Text section:
Brain Imaging Center & Art Dept.

Brain Imaging Center & Art Dept.

Wednesday, February 16, 2011

notes for my group: Deconstruction/Reconstruction or Art Ed & Visual Literacy


In her article, "Making a Case for Design-Based Learning," which appeared in Arts Education Policy Review, Meredith Davis makes a case for a design-based art curriculum--a curriculum that analyzes the elements of design and applies them to the production of a visual product--as one strategy for "curbing the marginalization of the arts in schools."  She argues that some of the dominant language in education reform arguments (hands-on problem solving, project-based instruction, and portfolio assessment) is borrowed directly from design education and that design-based learning is a natural fit for a constructivist approach to present outcomes-oriented education goals.  Davis sights the work of Michael Joyce, a professor of English at Vassar, as making an argument that "a technological shift in human consciousness, brought about by hypermedia, that is as consequential as the shift from an oral to print culture" has occured and that the processes of writing have fundamentally changed as a result, making it a visual as well as verbal endeavor.

Given instruction a: Can you reproduce the blog post on design-based learning in full, word for word?

Material:
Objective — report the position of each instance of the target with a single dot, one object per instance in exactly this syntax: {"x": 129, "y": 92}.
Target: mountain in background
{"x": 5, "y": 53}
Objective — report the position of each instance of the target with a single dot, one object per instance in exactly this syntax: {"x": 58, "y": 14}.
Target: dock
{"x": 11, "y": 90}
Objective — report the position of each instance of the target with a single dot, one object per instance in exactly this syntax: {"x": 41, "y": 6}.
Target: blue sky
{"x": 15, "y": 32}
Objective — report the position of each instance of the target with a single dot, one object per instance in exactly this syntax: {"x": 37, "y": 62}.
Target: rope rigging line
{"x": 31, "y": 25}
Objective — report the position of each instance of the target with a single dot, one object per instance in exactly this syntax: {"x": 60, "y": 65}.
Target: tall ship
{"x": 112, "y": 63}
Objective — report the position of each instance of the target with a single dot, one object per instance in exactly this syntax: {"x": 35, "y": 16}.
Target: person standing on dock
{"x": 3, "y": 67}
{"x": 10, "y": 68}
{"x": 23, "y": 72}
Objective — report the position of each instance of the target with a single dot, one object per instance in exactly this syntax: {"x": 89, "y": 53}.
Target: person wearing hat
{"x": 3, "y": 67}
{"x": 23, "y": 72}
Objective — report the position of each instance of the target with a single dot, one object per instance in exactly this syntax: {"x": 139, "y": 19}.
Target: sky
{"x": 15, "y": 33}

Given instruction b: How many lines in the records contain the exact string "exactly"? Reply with the number alone.

Exercise result a:
Brain Imaging Center & Art Dept.

Brain Imaging Center & Art Dept.

Wednesday, February 16, 2011

notes for my group: Deconstruction/Reconstruction or Art Ed & Visual Literacy


In her article, "Making a Case for Design-Based Learning," which appeared in Arts Education Policy Review, Meredith Davis makes a case for a design-based art curriculum--a curriculum that analyzes the elements of design and applies them to the production of a visual product--as one strategy for "curbing the marginalization of the arts in schools."  She argues that some of the dominant language in education reform arguments (hands-on problem solving, project-based instruction, and portfolio assessment) is borrowed directly from design education and that design-based learning is a natural fit for a constructivist approach to present outcomes-oriented education goals.  Davis sights the work of Michael Joyce, a professor of English at Vassar, as making an argument that "a technological shift in human consciousness, brought about by hypermedia, that is as consequential as the shift from an oral to print culture" has occured and that the processes of writing have fundamentally changed as a result, making it a visual as well as verbal endeavor.

Exercise result b: 8